Available data:
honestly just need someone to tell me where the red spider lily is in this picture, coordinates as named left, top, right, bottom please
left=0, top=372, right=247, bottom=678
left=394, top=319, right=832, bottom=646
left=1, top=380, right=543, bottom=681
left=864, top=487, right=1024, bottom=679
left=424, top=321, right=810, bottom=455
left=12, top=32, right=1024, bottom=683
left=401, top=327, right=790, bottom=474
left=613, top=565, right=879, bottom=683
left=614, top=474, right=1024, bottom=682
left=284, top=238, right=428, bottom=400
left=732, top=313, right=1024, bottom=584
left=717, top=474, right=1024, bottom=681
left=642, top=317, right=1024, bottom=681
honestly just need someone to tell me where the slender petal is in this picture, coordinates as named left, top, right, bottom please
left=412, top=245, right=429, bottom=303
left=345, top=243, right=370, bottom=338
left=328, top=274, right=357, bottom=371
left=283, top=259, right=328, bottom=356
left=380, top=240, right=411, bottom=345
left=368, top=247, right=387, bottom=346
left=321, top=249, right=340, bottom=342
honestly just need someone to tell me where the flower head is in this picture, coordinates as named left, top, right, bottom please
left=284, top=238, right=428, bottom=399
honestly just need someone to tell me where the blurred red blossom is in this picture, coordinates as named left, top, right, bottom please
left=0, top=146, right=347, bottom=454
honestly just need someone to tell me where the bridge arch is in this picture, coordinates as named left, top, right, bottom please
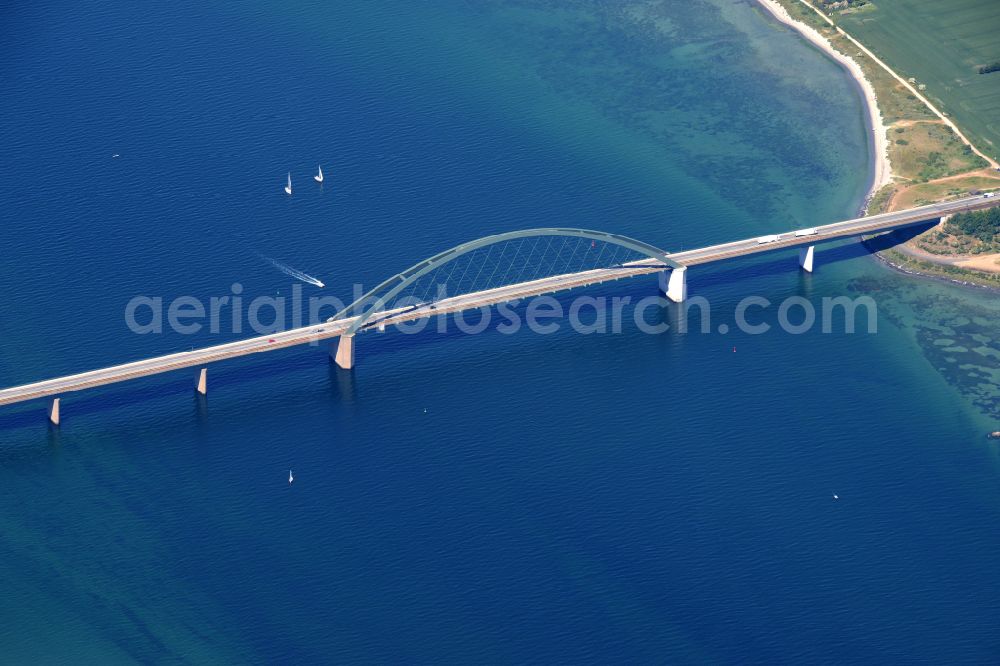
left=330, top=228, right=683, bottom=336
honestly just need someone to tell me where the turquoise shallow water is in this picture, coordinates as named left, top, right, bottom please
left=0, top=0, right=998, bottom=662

...

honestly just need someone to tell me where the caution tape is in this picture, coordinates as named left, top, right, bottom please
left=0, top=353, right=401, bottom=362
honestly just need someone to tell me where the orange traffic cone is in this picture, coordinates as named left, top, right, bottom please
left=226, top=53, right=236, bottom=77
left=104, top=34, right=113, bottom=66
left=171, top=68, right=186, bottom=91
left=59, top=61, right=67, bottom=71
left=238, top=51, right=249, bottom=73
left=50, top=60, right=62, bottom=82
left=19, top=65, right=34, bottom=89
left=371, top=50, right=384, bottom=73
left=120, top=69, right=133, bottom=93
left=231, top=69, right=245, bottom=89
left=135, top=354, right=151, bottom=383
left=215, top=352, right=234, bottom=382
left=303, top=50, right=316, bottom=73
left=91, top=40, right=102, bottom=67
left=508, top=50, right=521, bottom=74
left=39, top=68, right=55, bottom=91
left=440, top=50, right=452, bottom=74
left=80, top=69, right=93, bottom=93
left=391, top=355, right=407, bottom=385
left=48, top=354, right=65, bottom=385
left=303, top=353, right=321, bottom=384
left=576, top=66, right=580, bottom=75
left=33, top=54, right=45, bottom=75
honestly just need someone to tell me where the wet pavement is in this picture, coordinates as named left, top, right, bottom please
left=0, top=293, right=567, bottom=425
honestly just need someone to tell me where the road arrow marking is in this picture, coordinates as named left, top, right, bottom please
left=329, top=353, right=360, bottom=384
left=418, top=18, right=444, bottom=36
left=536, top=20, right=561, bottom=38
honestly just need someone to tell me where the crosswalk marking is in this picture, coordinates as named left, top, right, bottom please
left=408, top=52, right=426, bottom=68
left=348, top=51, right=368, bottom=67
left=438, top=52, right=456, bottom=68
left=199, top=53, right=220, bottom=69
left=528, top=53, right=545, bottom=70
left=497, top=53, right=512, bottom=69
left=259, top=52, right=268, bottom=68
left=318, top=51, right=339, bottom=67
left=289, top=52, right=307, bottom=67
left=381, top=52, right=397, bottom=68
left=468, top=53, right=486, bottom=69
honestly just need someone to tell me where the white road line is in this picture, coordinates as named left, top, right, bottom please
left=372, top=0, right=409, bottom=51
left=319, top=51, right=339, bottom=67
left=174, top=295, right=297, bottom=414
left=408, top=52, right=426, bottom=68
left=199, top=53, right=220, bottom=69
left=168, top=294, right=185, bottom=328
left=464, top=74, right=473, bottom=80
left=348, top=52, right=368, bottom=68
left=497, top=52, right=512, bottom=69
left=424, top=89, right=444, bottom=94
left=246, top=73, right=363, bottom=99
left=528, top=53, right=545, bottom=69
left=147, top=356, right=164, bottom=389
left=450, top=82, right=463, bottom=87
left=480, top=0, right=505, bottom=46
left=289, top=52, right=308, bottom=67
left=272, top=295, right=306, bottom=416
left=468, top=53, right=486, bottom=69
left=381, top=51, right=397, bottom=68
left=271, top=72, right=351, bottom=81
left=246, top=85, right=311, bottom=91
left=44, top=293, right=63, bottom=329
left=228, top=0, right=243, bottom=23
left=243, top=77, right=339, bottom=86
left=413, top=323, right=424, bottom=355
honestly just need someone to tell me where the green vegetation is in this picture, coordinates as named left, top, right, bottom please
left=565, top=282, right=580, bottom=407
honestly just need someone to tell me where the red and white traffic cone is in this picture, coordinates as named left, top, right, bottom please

Requirement: Starting at the line above that contains "honestly just need someone to tell me where the green", repeat each line exactly up to and including the line that contains "honestly just need someone to tell me where the red and", and stop there.

Written response:
honestly just need someone to tell me where the green vegetation is in this picture, coordinates as named left, top, right, bottom please
left=565, top=282, right=580, bottom=407
honestly just need someone to tell me where the red and white traffic cone is in this picture, coordinates as named left, top, right, bottom please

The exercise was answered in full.